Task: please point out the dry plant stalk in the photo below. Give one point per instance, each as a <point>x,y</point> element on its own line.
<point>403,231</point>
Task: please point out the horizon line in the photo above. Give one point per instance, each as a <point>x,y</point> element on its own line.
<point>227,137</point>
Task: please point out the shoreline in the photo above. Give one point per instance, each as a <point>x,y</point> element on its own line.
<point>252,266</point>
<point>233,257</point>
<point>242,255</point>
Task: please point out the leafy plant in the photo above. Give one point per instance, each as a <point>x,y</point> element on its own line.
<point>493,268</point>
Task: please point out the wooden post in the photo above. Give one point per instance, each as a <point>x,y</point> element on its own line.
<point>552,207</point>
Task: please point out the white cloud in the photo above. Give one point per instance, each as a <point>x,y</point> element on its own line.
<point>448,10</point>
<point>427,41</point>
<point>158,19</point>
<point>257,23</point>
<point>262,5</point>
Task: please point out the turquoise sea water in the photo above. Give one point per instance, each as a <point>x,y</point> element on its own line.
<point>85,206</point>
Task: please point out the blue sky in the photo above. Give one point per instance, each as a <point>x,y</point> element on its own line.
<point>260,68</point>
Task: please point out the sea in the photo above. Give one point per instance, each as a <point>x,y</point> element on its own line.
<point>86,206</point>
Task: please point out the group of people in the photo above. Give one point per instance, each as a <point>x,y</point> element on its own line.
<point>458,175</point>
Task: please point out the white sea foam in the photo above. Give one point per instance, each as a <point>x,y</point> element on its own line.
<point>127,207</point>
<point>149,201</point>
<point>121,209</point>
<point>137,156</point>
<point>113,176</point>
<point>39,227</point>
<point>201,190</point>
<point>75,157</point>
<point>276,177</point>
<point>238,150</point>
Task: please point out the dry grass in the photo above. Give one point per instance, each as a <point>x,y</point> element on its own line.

=== TUGAS ===
Sajikan seluruh entri di atas sebagai daftar bernomor, tanpa menyertakan baris kosong.

=== HASIL ===
1. Task: please point out the dry plant stalk in the photo below. Give one point per instance, each as a <point>x,y</point> element on its own line.
2. <point>403,231</point>
3. Task: please point out the horizon line in the photo above. Give one point per instance, each as a <point>x,y</point> element on its own line.
4. <point>227,137</point>
5. Task: please point out the shoreline in the photo above. Give one point per instance, each as a <point>x,y</point> element on its own line.
6. <point>252,266</point>
7. <point>233,257</point>
8. <point>242,255</point>
9. Task: please point out the leafy plant in the photo above. Give one point per instance, each as a <point>x,y</point> element on its own line.
10. <point>493,268</point>
11. Task: please point out the wooden post in the photo above. Give one point per instance, each as a <point>x,y</point> element on its own line.
12. <point>552,207</point>
13. Task: please point out the white cloud in the photo above. Give one point per instance, each as a <point>x,y</point> element on its own line.
14. <point>448,10</point>
15. <point>427,41</point>
16. <point>158,19</point>
17. <point>257,23</point>
18. <point>262,5</point>
19. Task: please point out the turquoise sea water in the photo above. Give one point per instance, each as a <point>x,y</point> element on its own line.
20. <point>85,206</point>
21. Task: please point out the blue sky in the photo above. Give one point per instance, each as a <point>x,y</point> element on its own line.
22. <point>260,68</point>
23. Task: please point out the sea in the photo above. Give one point per instance, each as a <point>x,y</point> element on its own line.
24. <point>86,206</point>
25. Task: please point out the group of people in the photo above. Give one point per instance, each as a <point>x,y</point> element on its own line.
26. <point>458,175</point>
27. Task: please point out the white sea foam in the photo above. Give one point per instance, each as a <point>x,y</point> element on its own line.
28. <point>127,207</point>
29. <point>149,201</point>
30. <point>121,209</point>
31. <point>137,156</point>
32. <point>113,176</point>
33. <point>39,227</point>
34. <point>201,190</point>
35. <point>75,157</point>
36. <point>276,177</point>
37. <point>238,150</point>
38. Task: please point out the dry grass in the photo above. Give one point per instance, each as a <point>x,y</point> element on its own line.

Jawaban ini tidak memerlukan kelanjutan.